## Work to complete:
1. Write out all the records below again in full, requests included. Multiply every number in their answers (the viewBox sizes and the outline point coordinates) by 1.4 and round to whole numbers, with halves rounding up, but leave the requests and their sample outline as they are and drop the picture lines.
2. Carry on the text about the Staind song "How About You" from where it stops.

Single by Staind

from the album 14 Shades of Grey
- Released: November 3, 2003
- Length: 3:57
- Label: Elektra; Flip;
- Songwriters: Aaron Lewis; Mike Mushok; Johnny April; Jon Wysocki;
- Producer: Josh Abraham

Staind singles chronology
| "So Far Away" (2003) | "How About You" (2003) | "Zoe Jane" (2003) |

Music video
- "How About You" on YouTube

= How About You (Staind song) =

2003 single by Staind

"How About You" is a song by American rock band Staind. It was released on November 3, 2003, as the third single from the band's fourth studio album, 14 Shades of Grey (2003). The song reached No. 10 on both the US Billboard Modern Rock Tracks and Mainstream Rock Tracks charts.

## Material shown:
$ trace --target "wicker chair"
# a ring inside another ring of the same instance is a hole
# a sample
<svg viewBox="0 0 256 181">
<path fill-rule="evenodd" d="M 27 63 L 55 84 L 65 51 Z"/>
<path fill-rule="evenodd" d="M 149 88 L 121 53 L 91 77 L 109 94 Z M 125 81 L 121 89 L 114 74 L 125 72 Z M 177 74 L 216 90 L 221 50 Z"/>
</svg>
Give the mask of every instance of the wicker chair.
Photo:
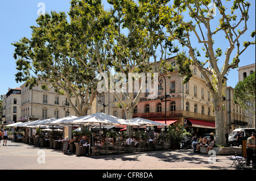
<svg viewBox="0 0 256 181">
<path fill-rule="evenodd" d="M 40 146 L 46 147 L 47 145 L 47 141 L 42 138 L 40 138 Z"/>
<path fill-rule="evenodd" d="M 61 148 L 61 142 L 52 140 L 52 148 L 55 149 L 60 149 Z"/>
<path fill-rule="evenodd" d="M 72 153 L 76 153 L 76 146 L 75 145 L 75 142 L 72 142 L 69 144 L 69 151 Z"/>
<path fill-rule="evenodd" d="M 52 147 L 53 146 L 53 140 L 52 140 L 51 138 L 49 139 L 49 148 L 52 148 Z"/>
<path fill-rule="evenodd" d="M 35 137 L 33 137 L 33 145 L 36 145 L 36 139 Z"/>
<path fill-rule="evenodd" d="M 77 142 L 74 143 L 76 146 L 76 155 L 83 155 L 86 154 L 86 149 L 85 146 L 80 146 Z"/>
</svg>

## Results by task:
1.
$ trace --target "wicker chair"
# a ring inside another ring of the same instance is a hole
# a sample
<svg viewBox="0 0 256 181">
<path fill-rule="evenodd" d="M 27 63 L 55 84 L 65 51 Z"/>
<path fill-rule="evenodd" d="M 149 88 L 121 53 L 91 77 L 109 94 Z M 125 81 L 121 89 L 114 74 L 125 72 Z M 177 74 L 216 90 L 221 50 Z"/>
</svg>
Give the mask of every instance of the wicker chair.
Photo:
<svg viewBox="0 0 358 253">
<path fill-rule="evenodd" d="M 56 204 L 64 206 L 66 203 L 66 197 L 59 193 L 56 193 Z"/>
<path fill-rule="evenodd" d="M 85 207 L 85 199 L 73 196 L 73 207 L 77 209 L 84 209 Z"/>
<path fill-rule="evenodd" d="M 101 214 L 106 214 L 106 204 L 105 203 L 105 199 L 101 199 L 97 202 L 97 211 Z"/>
<path fill-rule="evenodd" d="M 73 206 L 74 204 L 74 196 L 73 196 L 71 193 L 69 195 L 69 207 L 73 207 Z"/>
<path fill-rule="evenodd" d="M 49 192 L 46 192 L 46 203 L 50 203 L 50 195 Z"/>
<path fill-rule="evenodd" d="M 108 199 L 104 200 L 106 204 L 106 217 L 116 217 L 120 216 L 120 209 L 119 204 L 112 204 Z"/>
</svg>

2.
==Charts==
===Weekly charts===

Weekly chart performance for "How About You"
| Chart (2004) | Peak position |
|---|---|
| US Bubbling Under Hot 100 (Billboard) | 19 |
| US Alternative Airplay (Billboard) | 10 |
| US Mainstream Rock (Billboard) | 10 |

===Year-end charts===

Year-end chart performance for "How About You"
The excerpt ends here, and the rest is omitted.